Vorliegender Text:
########

Interviewreihe: 3 Fragen an… Ilona Ludewig, Gründerin, 4hundred

Im Rahmen des Handelsblatt Energie-Gipfels 2021 sprachen wir mit den Referenten, Machern und Vordenkern aus der Energiewirtschaft vorab über die Digitalisierung, den Stand der klimaneutralen Energieversorgung und die Auswirkungen der Corona Pandemie auf den Sektor.

Was sind die größten Hindernisse bei der Digitalisierung der Energiewirtschaft bzw. für Ihr Unternehmen und welche Technologien können heute schon gewinnbringend eingesetzt werden?

Deutschland hat bei der Innovation so viel aufzuholen. Als Nation der Macher von Dingen, die man anfassen kann (vor allem Autos), hinken wir einfach hinterher bei den Dingen, die man nicht anfassen kann (Service, Software). So richtig vorwärts mit der Innovation geht’s erst dann, wenn es andere so gut vormachen, dass der eigene Umsatz ernsthaft gefährdet ist:

Dass sich in der deutschen Automobilindustrie etwas tut in Richtung e-mobility, ist einem amerikanischen Start-up zu verdanken; dass man in Deutschland nun auch dafür bezahlt wird, Strom zu verbrauchen, weil aktuell zu viel davon im Netz ist, verdanken wir den Schweden.

Seien wir doch mal ehrlich: Energieversorgung ist letztlich doch einfach eine Frage des gekonnten Umgangs mit Daten: Wer beliefert welchen Zähler mit wieviel Energie zu welchem Preis zu welcher Zeit. Und wer das am genauesten machen kann (dank Tech), dabei seinen eigenen Laden am schlanksten hält (dank Geschäftsmodell) und wirklich guten Kundenservice bietet (dank ehrlicher Menschlichkeit), gewinnt loyale Kunden und hat langfristig die Oberhand.

In allen 3 genannten Bereichen top zu sein ist nicht leicht, wenn man ein traditionelles Geschäftsmodell hat, das auf Personal zählt anstatt auf digitale Power. Junge Unternehmen haben da einfach einen Vorteil – sie können ohne Altlasten in den Markt einsteigen und alle Prozesse von Anfang an schlank und digital halten. 

Neueinsteiger in den Markt zeigen: wenn man den richtigen tech stack hat, kann man Kunden das bieten, was bisher den grossen Energieunternehmen vorbehalten war: direkt etwas von den Vorteilen der schwankenden Preise zu haben. Diese Vorteile direkt ins Geschäftsmodell einzubauen und Verbraucher am Gewinn teilhaben zu lassen. Das hat man bisher in Deutschland leider viel zu wenig gesehen.

########

Vorliegende Datensätze:
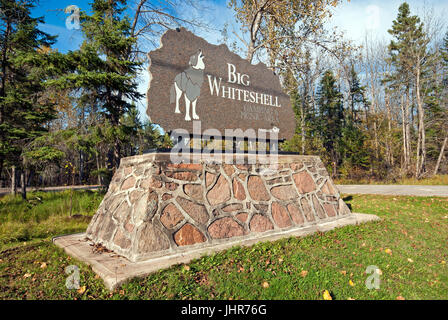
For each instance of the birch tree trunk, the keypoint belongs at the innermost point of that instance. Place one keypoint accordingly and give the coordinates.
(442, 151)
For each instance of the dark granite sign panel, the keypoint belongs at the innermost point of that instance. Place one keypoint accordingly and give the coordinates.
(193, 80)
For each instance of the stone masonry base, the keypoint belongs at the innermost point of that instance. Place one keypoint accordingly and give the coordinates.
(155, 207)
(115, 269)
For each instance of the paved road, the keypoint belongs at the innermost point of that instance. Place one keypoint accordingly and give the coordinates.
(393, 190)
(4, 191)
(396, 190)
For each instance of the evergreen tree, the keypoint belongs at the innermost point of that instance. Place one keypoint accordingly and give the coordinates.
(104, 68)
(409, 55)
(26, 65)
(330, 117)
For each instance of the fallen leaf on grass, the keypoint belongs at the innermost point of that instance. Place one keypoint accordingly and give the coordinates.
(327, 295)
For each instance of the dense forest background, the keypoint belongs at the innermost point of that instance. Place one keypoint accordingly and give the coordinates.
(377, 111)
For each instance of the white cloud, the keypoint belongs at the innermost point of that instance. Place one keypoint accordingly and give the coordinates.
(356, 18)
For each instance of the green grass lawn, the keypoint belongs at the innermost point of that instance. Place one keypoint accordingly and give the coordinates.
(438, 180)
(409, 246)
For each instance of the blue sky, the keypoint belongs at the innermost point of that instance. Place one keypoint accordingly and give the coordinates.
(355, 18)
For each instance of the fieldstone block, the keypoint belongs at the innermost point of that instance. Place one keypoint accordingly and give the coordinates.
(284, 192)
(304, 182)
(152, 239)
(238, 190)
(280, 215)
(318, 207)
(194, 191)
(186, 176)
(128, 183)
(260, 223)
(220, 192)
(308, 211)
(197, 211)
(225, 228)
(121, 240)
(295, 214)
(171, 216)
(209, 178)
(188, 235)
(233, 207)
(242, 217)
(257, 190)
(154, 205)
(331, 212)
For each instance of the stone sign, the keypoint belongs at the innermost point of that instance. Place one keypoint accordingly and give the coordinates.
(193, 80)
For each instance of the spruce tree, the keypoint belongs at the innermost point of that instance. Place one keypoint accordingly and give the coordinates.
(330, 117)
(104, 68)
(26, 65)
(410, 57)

########

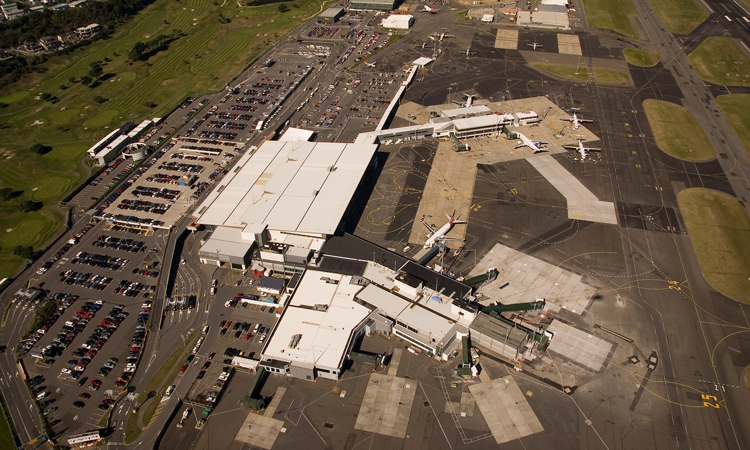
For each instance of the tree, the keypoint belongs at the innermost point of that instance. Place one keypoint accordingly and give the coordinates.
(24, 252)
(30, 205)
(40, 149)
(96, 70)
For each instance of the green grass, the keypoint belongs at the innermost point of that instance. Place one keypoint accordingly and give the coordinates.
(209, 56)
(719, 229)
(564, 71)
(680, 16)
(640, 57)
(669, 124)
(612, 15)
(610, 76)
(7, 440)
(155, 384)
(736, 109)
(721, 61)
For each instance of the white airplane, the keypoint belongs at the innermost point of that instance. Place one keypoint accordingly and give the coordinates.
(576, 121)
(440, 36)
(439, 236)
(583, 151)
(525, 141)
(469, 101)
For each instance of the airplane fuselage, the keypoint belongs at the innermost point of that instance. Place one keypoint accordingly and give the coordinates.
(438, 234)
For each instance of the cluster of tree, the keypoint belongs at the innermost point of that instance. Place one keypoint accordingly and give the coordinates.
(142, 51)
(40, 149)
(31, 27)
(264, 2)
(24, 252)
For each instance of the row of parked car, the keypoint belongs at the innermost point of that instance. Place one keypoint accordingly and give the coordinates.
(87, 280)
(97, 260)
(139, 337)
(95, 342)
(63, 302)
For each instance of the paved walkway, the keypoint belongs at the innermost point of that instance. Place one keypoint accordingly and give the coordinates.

########

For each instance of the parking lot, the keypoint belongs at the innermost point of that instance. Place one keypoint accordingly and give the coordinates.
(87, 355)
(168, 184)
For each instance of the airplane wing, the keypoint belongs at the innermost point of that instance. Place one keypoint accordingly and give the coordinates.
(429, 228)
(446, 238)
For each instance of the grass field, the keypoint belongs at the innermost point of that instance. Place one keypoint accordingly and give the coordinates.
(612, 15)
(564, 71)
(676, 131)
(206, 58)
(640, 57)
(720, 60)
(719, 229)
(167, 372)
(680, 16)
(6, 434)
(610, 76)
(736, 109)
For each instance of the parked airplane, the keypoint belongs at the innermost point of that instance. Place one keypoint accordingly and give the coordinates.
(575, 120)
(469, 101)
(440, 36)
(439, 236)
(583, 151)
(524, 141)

########

Aufgabe 1:
Wem verdankt man laut dem Interview mit Ilona Ludewig, dass man in Deutschland nun dafür bezahlt wird, Strom zu verbrauchen?
Aufgabe 2:
Führe das Interview mit Ilona Ludewig nach seinem letzten Satz fort.
Die Datensätze stammen aus einer anderen Quelle als der Text.

Ergebnis 1:
Den Schweden.

Ergebnis 2:
Um langfristig im modernen Energiemarkt erfolgreich zu sein, braucht es meiner Meinung nach 2 Dinge: Leute mit dem richtigen Mindset (teilweise müssen wir die aber erst noch ausbilden!) und den Willen und die Möglichkeit der Unternehmen, ihre eigenen technischen Voraussetzungen ständig kritisch zu hinterfragen und zu optimieren. Die technologische Entwicklung schreitet in Riesenschritten voran und bietet so immer mehr Möglichkeiten für immer bessere Effizienz, man muss es nur wollen.

Was ist noch zu tun auf dem Weg zur klimafreundlichen Energieversorgung?

Deutschland war ein Vorreiter beim Thema „grün“, hinkt aber inzwischen ganz schön hinterher in puncto Ambition. Strom ist in Deutschland richtig teuer: bis zu dreimal so teuer wie in anderen europäischen Märkten. Wie ich immer wieder sage, glaube ich, dass wir als Verbraucher direkt zur Energiewende beitragen, je mehr Strom wir verbrauchen. Das hört sich vielleicht erst einmal verrückt an, aber: wenn wir alle beim Heizen von Gas auf Strom umstellen und elektrisch fahren und kochen, verbrauchen wir weniger fossile Brennstoffe. 

Damit die Menschen das aber wirklich im grossen Stil machen, muss Strom aber auch wirklich attraktiv sein. Ganz einfach geht das, wenn man Strom zum günstigsten Kraftstoff macht. Hier kann meiner Meinung nach noch sehr viel getan werden.

Wie wirkt sich die Corona-Pandemie auf den Energiesektor bzw. auf Ihr Unternehmen aus?

Energieunternehmen sind in der glücklichen Lage, die Menschen weiterhin und jetzt ja sogar noch mehr direkt in ihrem Leben zu unterstützen. 

Wir liefern unsere Ware ja direkt ins Hause und da die meisten nun von zu Hause arbeiten, bedeutet das, nicht nur das private, sondern auch das berufliche Leben zu powern. Energieversorger haben so mehr das Ohr des Verbrauchers; dieser ist ja nun selbst gefragt, die beste Versorgung nicht nur für sein Zuhause, sondern auch das Arbeitsumfeld auszuwählen.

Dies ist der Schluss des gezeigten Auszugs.